◆ Task to carry out ◆
Please pick out each line of the rows below that contains the word "garage".
════════════════
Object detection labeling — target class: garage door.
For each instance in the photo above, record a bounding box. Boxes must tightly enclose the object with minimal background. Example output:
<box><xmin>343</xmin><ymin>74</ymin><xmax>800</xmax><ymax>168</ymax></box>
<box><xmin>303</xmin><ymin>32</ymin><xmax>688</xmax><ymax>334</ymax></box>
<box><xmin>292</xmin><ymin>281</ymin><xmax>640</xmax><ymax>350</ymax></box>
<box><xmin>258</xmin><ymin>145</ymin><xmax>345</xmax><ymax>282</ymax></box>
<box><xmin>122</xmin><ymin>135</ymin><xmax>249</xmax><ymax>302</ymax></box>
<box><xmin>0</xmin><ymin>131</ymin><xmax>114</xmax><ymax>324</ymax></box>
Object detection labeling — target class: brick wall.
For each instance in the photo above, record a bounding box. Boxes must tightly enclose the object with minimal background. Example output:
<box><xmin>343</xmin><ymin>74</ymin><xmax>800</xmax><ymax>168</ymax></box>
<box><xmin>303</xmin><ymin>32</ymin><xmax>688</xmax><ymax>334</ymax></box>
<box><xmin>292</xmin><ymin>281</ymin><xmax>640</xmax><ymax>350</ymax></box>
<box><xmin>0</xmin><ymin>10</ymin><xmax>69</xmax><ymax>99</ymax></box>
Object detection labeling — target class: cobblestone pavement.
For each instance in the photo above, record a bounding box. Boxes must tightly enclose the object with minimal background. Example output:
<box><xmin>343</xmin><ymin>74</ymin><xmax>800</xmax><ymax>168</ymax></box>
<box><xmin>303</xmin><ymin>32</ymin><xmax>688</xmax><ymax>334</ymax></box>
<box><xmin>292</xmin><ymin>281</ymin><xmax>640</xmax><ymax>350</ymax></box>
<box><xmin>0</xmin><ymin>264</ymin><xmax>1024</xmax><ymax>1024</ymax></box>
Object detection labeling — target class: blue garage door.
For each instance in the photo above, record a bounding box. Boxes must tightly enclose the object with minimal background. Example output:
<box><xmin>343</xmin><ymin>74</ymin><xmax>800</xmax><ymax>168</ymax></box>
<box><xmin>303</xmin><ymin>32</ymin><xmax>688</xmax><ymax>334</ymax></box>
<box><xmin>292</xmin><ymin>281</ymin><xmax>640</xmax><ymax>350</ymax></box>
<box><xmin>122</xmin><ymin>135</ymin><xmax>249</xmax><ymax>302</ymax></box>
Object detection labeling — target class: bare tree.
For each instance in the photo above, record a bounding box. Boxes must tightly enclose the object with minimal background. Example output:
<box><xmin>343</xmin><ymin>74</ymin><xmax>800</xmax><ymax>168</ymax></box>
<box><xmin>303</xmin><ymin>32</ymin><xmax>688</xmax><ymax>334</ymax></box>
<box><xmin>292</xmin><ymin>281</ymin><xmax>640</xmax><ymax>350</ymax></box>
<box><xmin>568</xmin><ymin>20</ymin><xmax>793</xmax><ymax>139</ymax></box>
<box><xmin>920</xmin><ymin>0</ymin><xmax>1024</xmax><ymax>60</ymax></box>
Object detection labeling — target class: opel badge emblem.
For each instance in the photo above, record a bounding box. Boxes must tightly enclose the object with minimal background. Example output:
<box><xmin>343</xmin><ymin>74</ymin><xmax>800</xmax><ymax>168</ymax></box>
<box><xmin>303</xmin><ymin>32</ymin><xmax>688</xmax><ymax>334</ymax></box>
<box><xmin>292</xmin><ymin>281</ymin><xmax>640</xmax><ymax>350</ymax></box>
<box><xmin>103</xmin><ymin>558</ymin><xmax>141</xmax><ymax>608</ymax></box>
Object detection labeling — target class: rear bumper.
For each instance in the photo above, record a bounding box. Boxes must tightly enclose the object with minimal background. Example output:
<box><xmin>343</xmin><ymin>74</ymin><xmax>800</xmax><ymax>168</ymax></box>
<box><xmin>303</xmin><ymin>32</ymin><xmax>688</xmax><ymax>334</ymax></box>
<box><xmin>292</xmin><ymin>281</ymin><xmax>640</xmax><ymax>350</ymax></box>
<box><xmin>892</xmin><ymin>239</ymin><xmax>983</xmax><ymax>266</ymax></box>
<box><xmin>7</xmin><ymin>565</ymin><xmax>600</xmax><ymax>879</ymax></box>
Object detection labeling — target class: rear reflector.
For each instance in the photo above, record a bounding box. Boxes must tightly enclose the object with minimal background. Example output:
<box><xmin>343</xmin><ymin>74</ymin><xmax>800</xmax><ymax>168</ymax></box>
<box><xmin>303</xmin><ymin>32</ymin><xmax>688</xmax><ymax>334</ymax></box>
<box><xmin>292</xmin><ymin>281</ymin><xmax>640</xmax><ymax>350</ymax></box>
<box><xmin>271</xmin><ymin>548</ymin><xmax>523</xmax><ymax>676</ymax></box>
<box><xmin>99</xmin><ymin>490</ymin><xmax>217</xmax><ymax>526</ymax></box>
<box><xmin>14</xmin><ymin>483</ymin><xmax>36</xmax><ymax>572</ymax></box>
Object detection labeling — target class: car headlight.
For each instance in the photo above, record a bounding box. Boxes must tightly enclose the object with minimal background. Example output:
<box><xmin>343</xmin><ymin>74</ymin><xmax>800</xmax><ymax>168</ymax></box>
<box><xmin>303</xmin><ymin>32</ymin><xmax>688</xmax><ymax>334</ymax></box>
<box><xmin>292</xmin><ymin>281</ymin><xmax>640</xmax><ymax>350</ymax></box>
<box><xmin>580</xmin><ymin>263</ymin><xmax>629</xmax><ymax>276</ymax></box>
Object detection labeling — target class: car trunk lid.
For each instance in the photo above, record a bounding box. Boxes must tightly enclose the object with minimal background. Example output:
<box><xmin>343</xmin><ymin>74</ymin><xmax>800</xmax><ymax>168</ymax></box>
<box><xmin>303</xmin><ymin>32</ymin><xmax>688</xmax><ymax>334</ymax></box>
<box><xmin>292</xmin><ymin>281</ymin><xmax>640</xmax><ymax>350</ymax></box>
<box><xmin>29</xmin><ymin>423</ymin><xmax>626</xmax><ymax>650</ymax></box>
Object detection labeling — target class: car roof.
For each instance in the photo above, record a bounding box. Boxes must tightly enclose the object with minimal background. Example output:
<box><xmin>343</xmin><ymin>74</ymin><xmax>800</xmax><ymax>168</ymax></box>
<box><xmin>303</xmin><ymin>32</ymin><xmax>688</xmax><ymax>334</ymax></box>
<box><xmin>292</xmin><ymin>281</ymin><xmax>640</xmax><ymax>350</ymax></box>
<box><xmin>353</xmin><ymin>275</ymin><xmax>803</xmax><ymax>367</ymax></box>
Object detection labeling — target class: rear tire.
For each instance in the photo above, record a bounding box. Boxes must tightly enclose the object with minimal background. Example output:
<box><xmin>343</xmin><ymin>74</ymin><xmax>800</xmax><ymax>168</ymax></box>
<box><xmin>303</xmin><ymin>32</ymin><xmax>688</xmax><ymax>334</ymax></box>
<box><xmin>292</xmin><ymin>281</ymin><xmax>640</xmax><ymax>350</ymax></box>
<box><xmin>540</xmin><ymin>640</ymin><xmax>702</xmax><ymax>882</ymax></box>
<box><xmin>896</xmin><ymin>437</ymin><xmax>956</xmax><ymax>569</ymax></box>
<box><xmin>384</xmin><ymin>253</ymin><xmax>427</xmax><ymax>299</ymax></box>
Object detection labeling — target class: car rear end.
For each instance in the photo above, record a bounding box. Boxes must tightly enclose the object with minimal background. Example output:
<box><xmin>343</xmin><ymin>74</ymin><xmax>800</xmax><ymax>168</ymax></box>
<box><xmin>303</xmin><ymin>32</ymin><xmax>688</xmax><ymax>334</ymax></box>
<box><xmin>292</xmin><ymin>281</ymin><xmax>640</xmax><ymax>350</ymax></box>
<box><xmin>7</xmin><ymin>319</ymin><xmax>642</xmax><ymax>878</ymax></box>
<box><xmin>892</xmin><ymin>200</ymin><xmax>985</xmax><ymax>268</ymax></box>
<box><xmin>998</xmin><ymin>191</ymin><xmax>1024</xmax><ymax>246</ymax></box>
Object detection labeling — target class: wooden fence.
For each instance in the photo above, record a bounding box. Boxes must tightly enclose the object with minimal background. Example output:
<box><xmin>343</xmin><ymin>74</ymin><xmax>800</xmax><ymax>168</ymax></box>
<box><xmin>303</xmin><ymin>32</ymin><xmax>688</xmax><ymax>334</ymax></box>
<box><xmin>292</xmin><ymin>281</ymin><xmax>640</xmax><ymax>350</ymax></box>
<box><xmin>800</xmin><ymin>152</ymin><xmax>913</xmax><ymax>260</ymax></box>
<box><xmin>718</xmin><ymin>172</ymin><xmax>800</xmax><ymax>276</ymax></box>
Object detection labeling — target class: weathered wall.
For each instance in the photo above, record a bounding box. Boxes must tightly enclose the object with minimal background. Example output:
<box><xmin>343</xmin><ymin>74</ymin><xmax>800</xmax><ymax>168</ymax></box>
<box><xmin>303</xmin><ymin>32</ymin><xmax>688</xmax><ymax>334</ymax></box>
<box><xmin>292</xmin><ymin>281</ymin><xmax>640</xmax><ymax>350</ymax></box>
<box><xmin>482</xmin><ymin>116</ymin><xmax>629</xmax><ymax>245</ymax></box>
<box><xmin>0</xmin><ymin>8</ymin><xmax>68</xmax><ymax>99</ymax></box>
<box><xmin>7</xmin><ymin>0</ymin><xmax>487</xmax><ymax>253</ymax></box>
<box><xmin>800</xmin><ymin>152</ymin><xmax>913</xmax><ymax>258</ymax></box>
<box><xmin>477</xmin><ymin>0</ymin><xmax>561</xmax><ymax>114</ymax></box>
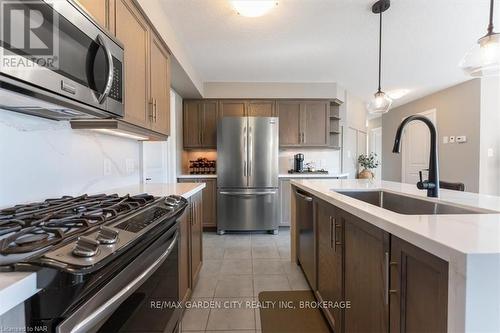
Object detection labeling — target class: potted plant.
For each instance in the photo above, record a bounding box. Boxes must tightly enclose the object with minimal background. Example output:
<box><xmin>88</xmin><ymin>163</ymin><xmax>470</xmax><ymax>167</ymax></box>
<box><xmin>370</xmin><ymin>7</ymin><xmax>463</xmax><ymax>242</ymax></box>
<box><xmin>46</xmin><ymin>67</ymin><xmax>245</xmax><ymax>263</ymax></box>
════════════════
◆ Task result ◆
Object detection labeling — target class: garage door.
Object detection labeling — target class: blue garage door.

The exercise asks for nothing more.